* **WORK TO BE COMPLETED**: Copy each line of the material below that contains the word "positive".

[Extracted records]
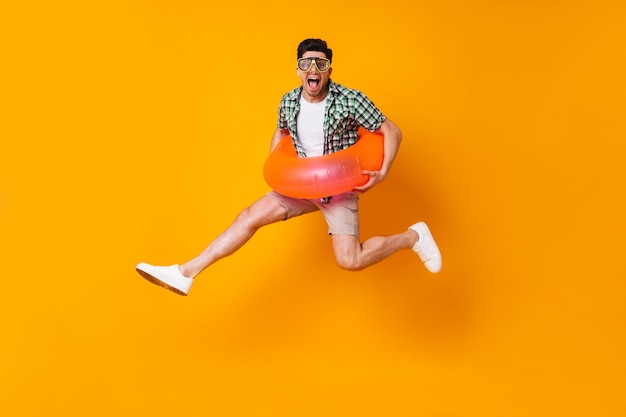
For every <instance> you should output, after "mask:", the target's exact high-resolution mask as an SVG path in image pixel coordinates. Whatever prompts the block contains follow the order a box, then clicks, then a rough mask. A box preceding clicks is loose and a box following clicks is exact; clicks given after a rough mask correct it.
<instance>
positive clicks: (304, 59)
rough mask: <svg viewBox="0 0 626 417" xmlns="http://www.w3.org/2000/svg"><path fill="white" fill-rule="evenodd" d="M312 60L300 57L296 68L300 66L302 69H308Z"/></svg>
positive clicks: (307, 58) (312, 61) (308, 69)
mask: <svg viewBox="0 0 626 417" xmlns="http://www.w3.org/2000/svg"><path fill="white" fill-rule="evenodd" d="M312 62H313V61H312V60H311V58H300V59H299V60H298V68H300V69H301V70H302V71H308V70H309V68H311V63H312Z"/></svg>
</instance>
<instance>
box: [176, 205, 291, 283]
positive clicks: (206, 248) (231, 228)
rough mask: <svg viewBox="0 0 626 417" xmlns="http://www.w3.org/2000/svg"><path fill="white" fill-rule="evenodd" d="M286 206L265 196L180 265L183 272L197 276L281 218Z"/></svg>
mask: <svg viewBox="0 0 626 417" xmlns="http://www.w3.org/2000/svg"><path fill="white" fill-rule="evenodd" d="M286 215H287V210H286V209H285V208H284V207H283V206H281V205H280V204H279V203H278V202H277V201H276V200H275V199H273V198H272V197H270V196H267V195H265V196H263V197H261V198H260V199H258V200H257V201H255V202H254V203H253V204H252V205H251V206H250V207H248V208H246V209H244V210H242V211H241V213H239V215H238V216H237V218H236V219H235V221H234V222H233V223H231V225H230V226H229V227H228V228H227V229H226V230H224V231H223V232H222V233H221V234H220V235H219V236H218V237H217V238H216V239H215V240H214V241H213V242H212V243H211V244H210V245H209V246H208V247H207V248H206V249H205V250H204V251H202V253H200V254H199V255H198V256H196V257H195V258H193V259H191V260H190V261H188V262H186V263H184V264H182V265H180V272H181V273H182V274H183V275H185V276H186V277H188V278H194V277H195V276H196V275H198V274H199V273H200V272H202V271H203V270H205V269H206V268H207V267H208V266H209V265H211V264H213V263H215V262H216V261H218V260H219V259H222V258H224V257H226V256H229V255H231V254H233V253H235V252H236V251H237V250H238V249H239V248H241V247H242V246H243V245H244V244H245V243H246V242H247V241H248V240H250V238H251V237H252V236H253V235H254V234H255V233H256V231H257V230H259V229H260V228H261V227H263V226H266V225H268V224H271V223H275V222H278V221H282V220H284V219H285V217H286Z"/></svg>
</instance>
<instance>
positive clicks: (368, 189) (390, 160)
mask: <svg viewBox="0 0 626 417" xmlns="http://www.w3.org/2000/svg"><path fill="white" fill-rule="evenodd" d="M376 133H380V134H381V135H383V136H384V138H385V140H384V147H383V149H384V153H383V164H382V167H381V168H380V171H363V174H365V175H369V177H370V179H369V181H368V182H367V183H366V184H364V185H362V186H360V187H354V190H355V191H358V192H361V193H364V192H366V191H367V190H369V189H370V188H372V187H375V186H376V185H378V184H379V183H381V182H382V181H383V180H384V179H385V178H387V175H388V174H389V170H390V169H391V165H392V164H393V161H394V159H395V158H396V155H397V154H398V149H399V148H400V142H402V132H400V128H398V126H396V124H395V123H394V122H392V121H391V120H389V119H385V121H384V122H383V124H381V125H380V127H379V128H378V129H376Z"/></svg>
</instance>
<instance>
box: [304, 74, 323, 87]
mask: <svg viewBox="0 0 626 417" xmlns="http://www.w3.org/2000/svg"><path fill="white" fill-rule="evenodd" d="M307 84H308V86H309V88H311V89H313V90H315V89H317V88H318V87H319V85H320V79H319V77H316V76H312V77H309V78H308V79H307Z"/></svg>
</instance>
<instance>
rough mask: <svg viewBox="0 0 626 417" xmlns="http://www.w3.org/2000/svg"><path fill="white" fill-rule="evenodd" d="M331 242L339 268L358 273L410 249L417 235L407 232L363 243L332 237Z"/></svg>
mask: <svg viewBox="0 0 626 417" xmlns="http://www.w3.org/2000/svg"><path fill="white" fill-rule="evenodd" d="M332 240H333V249H334V251H335V258H336V259H337V263H338V264H339V266H340V267H342V268H343V269H347V270H349V271H358V270H361V269H364V268H367V267H368V266H371V265H374V264H375V263H377V262H380V261H382V260H383V259H385V258H387V257H388V256H390V255H392V254H394V253H396V252H397V251H399V250H401V249H411V248H412V247H413V246H414V245H415V243H416V242H417V240H418V234H417V233H415V232H414V231H413V230H407V231H406V232H402V233H398V234H395V235H391V236H376V237H372V238H370V239H367V240H366V241H364V242H363V243H361V242H360V241H359V239H358V238H357V237H356V236H352V235H333V236H332Z"/></svg>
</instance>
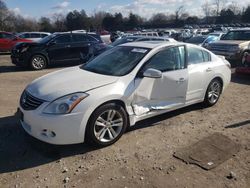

* **ANSWER BELOW**:
positive clicks: (304, 59)
positive clicks: (307, 58) (312, 61) (308, 69)
positive clicks: (206, 248) (231, 228)
positive clicks: (368, 189) (390, 160)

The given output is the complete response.